__抽出テキスト__.
════════
研究室_蛇足的研究

紹介作品・研究室の倉庫

2013年4月24日

清張作品の書き出し300文字前後で独善的研究!


研究作品 No_054

 【雀一羽


研究発表=No 054

【雀一羽】 〔小説新潮〕 1958年1月号

元禄年間のことである。内藤縫殿忠毘は御書院番士で、五百石を領する旗本であった。性来、木訥で実直である。 (株)文藝春秋『松本清張全集37』●初版1973/02/20より

元禄年間のことである。内藤縫殿忠毘は御書院番士で、五百石を領する旗本であった。性来、木訥で実直である。常から忠勤を励んで、少しくらいの病気では欠勤したことがない。いかにも御役目大事と謹直に出てくる。いつぞや瘧を患った時などは、熱のある赭い顔をして押して出て来て、皆を愕かしたことがあった。組頭はもとより、相番の者にも受けがよかった。営中の虎の間、柳の間、玄関前、中雀門、番所といった受けもちの場所を丹念に見廻りし。少しの懈怠が見えない。のみならず、新参の者には殊のほか親切に世話した。えてして古参の者は新参の輩に意地悪く当たり勝ちであるが、内藤縫殿に限って誠に行き届いた指導をするのである。自然と人々は縫殿を尊敬するようになった。縫殿は人望を蒐め、上からも属目されて次第に加増され、元禄七年の春には石高千二百石、御書院番組頭に挙げられ、布衣(六位)を仰せつけられた。
════════
__データ記録__.
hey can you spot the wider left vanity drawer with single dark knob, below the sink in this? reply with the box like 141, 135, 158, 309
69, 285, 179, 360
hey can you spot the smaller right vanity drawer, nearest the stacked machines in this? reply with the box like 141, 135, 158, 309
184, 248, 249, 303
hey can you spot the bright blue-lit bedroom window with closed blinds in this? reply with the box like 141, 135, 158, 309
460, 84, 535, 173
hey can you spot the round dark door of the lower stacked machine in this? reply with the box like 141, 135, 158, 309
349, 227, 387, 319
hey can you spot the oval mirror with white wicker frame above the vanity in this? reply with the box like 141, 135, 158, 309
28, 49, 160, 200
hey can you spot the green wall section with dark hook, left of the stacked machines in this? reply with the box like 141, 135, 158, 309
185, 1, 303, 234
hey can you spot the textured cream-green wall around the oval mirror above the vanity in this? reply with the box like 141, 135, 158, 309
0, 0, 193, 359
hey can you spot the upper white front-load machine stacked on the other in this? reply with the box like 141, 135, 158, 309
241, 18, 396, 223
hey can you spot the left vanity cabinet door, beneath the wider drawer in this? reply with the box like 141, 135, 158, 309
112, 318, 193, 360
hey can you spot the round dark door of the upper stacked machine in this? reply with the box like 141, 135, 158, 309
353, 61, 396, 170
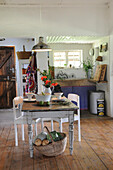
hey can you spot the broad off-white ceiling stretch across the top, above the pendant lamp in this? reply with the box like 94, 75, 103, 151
0, 0, 113, 40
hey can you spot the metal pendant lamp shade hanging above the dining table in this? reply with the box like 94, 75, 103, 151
32, 37, 52, 52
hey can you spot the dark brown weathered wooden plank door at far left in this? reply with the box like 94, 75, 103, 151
0, 46, 16, 109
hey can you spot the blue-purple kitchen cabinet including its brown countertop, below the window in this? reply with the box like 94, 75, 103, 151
56, 79, 96, 109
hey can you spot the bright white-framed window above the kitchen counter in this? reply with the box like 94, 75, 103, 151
53, 50, 83, 68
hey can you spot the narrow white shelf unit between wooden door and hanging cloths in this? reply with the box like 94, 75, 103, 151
19, 59, 29, 96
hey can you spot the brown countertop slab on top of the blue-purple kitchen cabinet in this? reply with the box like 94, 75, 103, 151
54, 79, 95, 86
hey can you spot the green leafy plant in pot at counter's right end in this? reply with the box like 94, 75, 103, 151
83, 58, 93, 79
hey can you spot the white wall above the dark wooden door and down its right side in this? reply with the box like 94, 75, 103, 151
0, 38, 34, 95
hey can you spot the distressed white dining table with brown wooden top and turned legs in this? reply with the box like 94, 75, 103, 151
22, 99, 78, 158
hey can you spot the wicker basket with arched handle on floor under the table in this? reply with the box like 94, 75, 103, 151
33, 126, 67, 156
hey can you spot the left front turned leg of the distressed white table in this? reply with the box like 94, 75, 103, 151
28, 118, 33, 158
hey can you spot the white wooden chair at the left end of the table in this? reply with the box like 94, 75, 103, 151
13, 96, 40, 146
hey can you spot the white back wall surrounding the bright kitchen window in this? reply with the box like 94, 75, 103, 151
49, 43, 92, 78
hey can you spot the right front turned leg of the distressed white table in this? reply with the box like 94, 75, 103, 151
69, 114, 74, 155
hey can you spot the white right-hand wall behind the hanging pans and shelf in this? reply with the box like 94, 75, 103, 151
93, 37, 111, 116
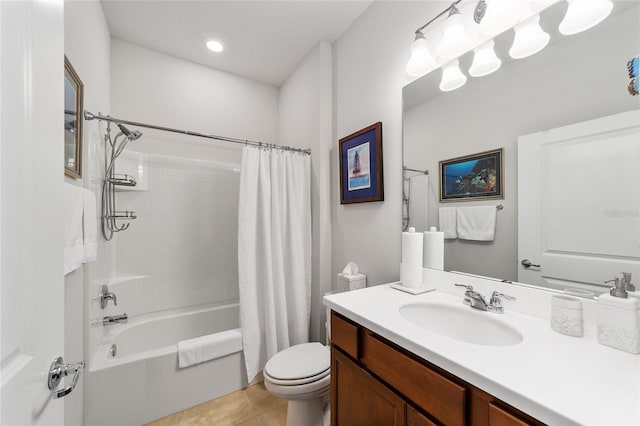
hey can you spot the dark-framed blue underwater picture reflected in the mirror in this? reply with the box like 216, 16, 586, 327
440, 148, 504, 201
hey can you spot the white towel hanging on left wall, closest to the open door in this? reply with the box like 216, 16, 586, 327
64, 183, 84, 275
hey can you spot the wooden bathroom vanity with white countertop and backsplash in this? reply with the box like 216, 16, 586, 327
324, 270, 640, 426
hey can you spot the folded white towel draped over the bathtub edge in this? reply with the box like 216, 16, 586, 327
178, 328, 242, 368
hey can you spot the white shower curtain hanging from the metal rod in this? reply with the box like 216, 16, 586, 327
238, 146, 311, 381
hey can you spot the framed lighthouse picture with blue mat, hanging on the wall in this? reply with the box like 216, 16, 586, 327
339, 122, 384, 204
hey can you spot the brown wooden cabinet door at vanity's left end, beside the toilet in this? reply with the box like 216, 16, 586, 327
331, 348, 407, 426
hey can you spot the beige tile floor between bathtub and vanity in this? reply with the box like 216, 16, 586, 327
146, 383, 287, 426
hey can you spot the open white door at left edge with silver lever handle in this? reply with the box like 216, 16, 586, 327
0, 0, 68, 425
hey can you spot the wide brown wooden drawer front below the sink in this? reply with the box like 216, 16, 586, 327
360, 332, 467, 425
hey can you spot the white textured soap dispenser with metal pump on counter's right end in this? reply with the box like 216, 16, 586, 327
598, 276, 640, 354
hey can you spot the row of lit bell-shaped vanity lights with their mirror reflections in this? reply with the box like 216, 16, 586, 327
406, 0, 613, 91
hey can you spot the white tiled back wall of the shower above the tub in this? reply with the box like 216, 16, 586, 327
91, 147, 240, 362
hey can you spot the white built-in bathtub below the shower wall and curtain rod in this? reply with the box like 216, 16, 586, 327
84, 303, 247, 426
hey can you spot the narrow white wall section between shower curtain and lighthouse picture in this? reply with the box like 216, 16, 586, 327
278, 42, 332, 341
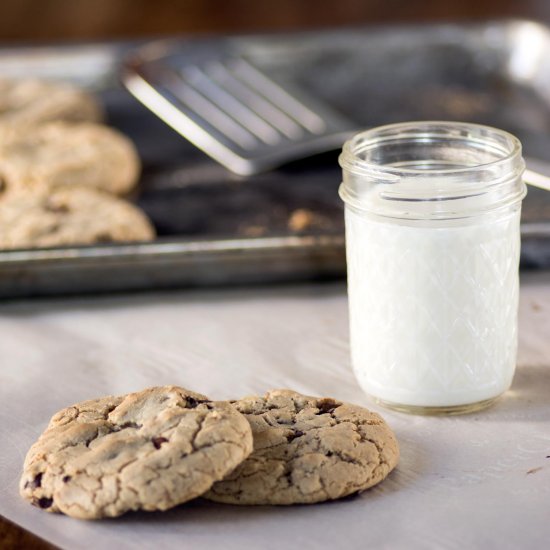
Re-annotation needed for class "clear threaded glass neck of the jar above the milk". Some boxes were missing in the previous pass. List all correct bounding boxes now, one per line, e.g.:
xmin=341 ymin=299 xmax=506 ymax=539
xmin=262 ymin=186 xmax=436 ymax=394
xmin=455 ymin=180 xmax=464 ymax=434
xmin=339 ymin=121 xmax=526 ymax=219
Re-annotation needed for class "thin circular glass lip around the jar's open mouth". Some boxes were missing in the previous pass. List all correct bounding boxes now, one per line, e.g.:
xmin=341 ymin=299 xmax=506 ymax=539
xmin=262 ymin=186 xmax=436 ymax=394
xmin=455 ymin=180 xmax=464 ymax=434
xmin=338 ymin=120 xmax=521 ymax=180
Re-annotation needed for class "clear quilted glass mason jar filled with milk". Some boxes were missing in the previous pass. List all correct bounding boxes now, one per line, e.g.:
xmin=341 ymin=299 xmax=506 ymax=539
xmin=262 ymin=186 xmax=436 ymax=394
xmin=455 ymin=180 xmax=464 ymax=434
xmin=340 ymin=122 xmax=526 ymax=413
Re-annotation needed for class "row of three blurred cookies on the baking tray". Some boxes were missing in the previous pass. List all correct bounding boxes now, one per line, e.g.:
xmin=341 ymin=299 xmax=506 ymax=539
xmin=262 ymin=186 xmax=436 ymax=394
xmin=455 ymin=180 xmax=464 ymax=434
xmin=0 ymin=80 xmax=155 ymax=249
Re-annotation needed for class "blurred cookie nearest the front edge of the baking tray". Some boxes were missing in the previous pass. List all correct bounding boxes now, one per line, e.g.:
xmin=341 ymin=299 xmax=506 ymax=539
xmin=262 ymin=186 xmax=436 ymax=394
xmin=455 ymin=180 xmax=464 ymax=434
xmin=0 ymin=187 xmax=155 ymax=249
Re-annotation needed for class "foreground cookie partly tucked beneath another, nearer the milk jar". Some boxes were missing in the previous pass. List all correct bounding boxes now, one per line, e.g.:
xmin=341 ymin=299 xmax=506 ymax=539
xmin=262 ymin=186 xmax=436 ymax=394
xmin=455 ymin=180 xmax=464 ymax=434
xmin=207 ymin=390 xmax=399 ymax=504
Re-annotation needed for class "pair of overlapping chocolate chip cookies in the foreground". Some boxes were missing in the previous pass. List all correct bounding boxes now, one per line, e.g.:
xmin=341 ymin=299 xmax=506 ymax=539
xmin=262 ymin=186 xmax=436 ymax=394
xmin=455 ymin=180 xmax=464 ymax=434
xmin=20 ymin=386 xmax=399 ymax=519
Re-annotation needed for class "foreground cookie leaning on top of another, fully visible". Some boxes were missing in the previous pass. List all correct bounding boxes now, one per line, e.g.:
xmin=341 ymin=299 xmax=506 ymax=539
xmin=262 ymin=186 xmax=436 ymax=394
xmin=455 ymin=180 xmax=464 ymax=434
xmin=20 ymin=386 xmax=252 ymax=519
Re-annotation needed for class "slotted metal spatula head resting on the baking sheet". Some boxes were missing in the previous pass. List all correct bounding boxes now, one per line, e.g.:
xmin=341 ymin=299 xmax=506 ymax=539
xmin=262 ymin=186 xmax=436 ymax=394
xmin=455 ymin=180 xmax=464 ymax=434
xmin=124 ymin=49 xmax=355 ymax=175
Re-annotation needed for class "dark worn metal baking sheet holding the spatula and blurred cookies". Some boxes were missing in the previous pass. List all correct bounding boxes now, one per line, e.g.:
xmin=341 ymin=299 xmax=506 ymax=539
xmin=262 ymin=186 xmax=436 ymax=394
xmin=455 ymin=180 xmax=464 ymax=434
xmin=0 ymin=21 xmax=550 ymax=298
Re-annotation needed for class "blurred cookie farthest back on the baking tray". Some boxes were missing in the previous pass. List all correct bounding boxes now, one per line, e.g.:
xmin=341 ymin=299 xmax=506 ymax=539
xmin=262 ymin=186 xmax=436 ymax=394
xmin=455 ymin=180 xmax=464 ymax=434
xmin=0 ymin=78 xmax=104 ymax=143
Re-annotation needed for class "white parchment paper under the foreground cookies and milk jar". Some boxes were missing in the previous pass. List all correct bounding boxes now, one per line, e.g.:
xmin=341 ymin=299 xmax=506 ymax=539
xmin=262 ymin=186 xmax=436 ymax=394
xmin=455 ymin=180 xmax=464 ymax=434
════════
__課題 1__. 次の (a)〜(c) が抽出テキストの内容と合っているか、それぞれ「はい」か「いいえ」で答え、判断の根拠となる本文の語句をそのまま引用してください。(a) 内藤縫殿忠毘は五百石を領する旗本だった。(b) 縫殿は新参の者に意地悪く当たった。(c) 縫殿は元禄七年の春に御書院番組頭に挙げられた。
__課題 2__. 抽出テキストの要点を二文でまとめてください。
__課題 3__. 抽出テキストの「研究発表=No 054」から「衣(六位)を仰せつけられた。」までの部分を、一字も変えずに書き写してください。
記録は別の出典から取ったものです。

__解答例 1__.
(a) はい。「五百石を領する旗本であった」
(b) いいえ。「新参の者には殊のほか親切に世話した」
(c) はい。「元禄七年の春には石高千二百石、御書院番組頭に挙げられ」

__解答例 2__. 抽出テキストは、清張作品『雀一羽』(〔小説新潮〕1958年1月号)の書き出しを取り上げたページである。元禄年間、木訥で実直な旗本の内藤縫殿忠毘が、忠勤と新参への親切な指導で人望を集め、元禄七年の春に石高千二百石の御書院番組頭に挙げられたことが語られる。

__解答例 3__.
研究発表=No 054

【雀一羽】 〔小説新潮〕 1958年1月号

元禄年間のことである。内藤縫殿忠毘は御書院番士で、五百石を領する旗本であった。性来、木訥で実直である。 (株)文藝春秋『松本清張全集37』●初版1973/02/20より

元禄年間のことである。内藤縫殿忠毘は御書院番士で、五百石を領する旗本であった。性来、木訥で実直である。常から忠勤を励んで、少しくらいの病気では欠勤したことがない。いかにも御役目大事と謹直に出てくる。いつぞや瘧を患った時などは、熱のある赭い顔をして押して出て来て、皆を愕かしたことがあった。組頭はもとより、相番の者にも受けがよかった。営中の虎の間、柳の間、玄関前、中雀門、番所といった受けもちの場所を丹念に見廻りし。少しの懈怠が見えない。のみならず、新参の者には殊のほか親切に世話した。えてして古参の者は新参の輩に意地悪く当たり勝ちであるが、内藤縫殿に限って誠に行き届いた指導をするのである。自然と人々は縫殿を尊敬するようになった。縫殿は人望を蒐め、上からも属目されて次第に加増され、元禄七年の春には石高千二百石、御書院番組頭に挙げられ、布衣(六位)を仰せつけられた。